(Referring expression grounding data)
BEGIN
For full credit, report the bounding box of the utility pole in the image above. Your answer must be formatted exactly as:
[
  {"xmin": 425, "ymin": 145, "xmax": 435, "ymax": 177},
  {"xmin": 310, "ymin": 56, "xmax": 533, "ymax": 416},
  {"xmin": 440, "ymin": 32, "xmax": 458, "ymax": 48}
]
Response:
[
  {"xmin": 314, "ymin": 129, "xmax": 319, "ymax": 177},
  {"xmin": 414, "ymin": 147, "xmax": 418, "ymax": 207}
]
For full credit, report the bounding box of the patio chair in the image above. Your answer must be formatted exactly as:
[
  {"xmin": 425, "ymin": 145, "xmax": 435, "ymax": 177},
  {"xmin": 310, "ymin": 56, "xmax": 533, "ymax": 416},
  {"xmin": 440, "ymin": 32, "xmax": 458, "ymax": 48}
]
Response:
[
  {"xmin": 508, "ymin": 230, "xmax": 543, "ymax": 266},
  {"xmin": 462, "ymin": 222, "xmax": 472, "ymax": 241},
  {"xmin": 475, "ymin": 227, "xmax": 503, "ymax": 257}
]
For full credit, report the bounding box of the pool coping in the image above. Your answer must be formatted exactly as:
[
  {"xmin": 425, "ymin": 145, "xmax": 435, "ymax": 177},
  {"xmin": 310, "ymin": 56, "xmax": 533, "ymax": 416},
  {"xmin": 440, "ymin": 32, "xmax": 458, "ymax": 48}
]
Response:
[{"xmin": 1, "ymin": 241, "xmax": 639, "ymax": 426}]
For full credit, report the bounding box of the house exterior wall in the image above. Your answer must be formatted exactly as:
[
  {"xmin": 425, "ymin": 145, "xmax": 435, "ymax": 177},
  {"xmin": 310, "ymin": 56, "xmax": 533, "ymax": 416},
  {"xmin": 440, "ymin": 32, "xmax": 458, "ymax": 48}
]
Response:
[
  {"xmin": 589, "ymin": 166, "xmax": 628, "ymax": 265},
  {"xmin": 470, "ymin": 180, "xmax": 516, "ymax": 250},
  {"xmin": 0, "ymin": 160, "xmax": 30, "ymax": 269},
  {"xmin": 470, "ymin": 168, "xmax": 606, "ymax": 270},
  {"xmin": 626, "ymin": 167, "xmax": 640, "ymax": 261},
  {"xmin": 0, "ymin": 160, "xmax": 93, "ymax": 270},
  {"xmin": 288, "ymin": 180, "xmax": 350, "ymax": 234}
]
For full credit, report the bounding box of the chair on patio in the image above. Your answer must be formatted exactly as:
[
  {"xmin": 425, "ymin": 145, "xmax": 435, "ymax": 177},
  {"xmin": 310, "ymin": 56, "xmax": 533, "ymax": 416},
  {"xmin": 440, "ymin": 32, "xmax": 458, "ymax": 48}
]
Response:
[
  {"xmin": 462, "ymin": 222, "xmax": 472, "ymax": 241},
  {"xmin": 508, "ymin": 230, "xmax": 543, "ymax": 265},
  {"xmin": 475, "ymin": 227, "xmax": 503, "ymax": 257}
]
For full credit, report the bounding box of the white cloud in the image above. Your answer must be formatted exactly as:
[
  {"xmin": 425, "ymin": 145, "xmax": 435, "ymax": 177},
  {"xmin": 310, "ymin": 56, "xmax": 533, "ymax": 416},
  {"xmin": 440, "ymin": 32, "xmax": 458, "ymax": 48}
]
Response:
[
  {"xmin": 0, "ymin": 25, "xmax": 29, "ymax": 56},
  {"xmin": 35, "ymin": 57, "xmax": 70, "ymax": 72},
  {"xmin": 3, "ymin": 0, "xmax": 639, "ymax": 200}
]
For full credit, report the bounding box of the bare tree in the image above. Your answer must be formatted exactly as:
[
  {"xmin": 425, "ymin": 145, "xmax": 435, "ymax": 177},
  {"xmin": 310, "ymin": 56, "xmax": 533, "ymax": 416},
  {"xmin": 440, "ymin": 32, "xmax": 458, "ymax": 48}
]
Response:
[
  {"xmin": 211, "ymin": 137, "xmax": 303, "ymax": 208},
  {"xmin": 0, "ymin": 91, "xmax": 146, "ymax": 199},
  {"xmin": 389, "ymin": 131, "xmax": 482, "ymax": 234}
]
END
Which of the lines above hold the string "answer"? Pick each of them out.

● RESPONSE BELOW
For full credit, report the bounding box of the utility pole in the image above. Your answer must be formatted exactly as:
For full credit, report the bounding box of the patio chair in the image above. Your answer must be formatted exactly as:
For full credit, report the bounding box of the pool coping in the image above. Your answer must be formatted exactly as:
For full credit, report the bounding box of the house exterior wall in the image above. Your answer must be formatted exactly as:
For full credit, report the bounding box of the chair on patio in the image above. Your answer must be formatted exactly as:
For full credit, report the bounding box of the white cloud in the image above. Your answer must be formatted exactly as:
For full credit, report the bounding box of the bare tree in the image above. Your answer must be formatted exactly as:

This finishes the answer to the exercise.